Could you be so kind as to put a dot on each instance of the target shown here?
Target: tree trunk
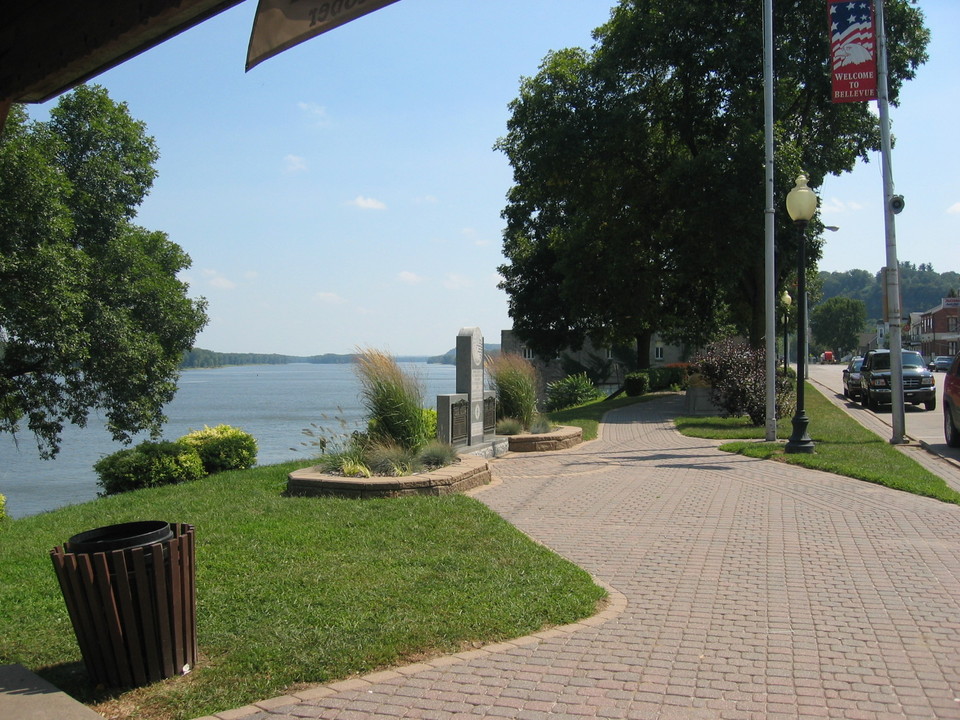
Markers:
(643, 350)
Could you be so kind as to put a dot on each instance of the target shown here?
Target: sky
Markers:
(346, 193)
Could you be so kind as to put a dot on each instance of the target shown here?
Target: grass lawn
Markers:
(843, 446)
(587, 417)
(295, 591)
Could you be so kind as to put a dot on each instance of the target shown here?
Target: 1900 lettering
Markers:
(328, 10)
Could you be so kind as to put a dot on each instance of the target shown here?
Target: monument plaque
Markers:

----

▶ [Given problem]
Convert all the items above into a numbered list with one line per entry, omitting blank lines. Leave the pictures out of the answer.

▶ [Answer for this exercise]
1. Could you be so kind as to put a dot on each instance of the target shown here?
2. Target: tree trunk
3. Markers:
4. (643, 350)
5. Could you be so kind as to put a dot on each instance of the target shown here?
6. Target: sky
7. Markers:
8. (346, 193)
9. Could you be so kind as to put a dot on each instance of the target shown here?
10. Target: grass lawn
11. Markers:
12. (843, 446)
13. (587, 417)
14. (295, 591)
15. Could you be so kind as to put a dot on each instance of the target shown here?
16. Target: 1900 lettering
17. Markers:
18. (328, 10)
19. Could you be so kind as to put a dot on each instance of the target shown here?
20. Target: monument plaque
21. Markers:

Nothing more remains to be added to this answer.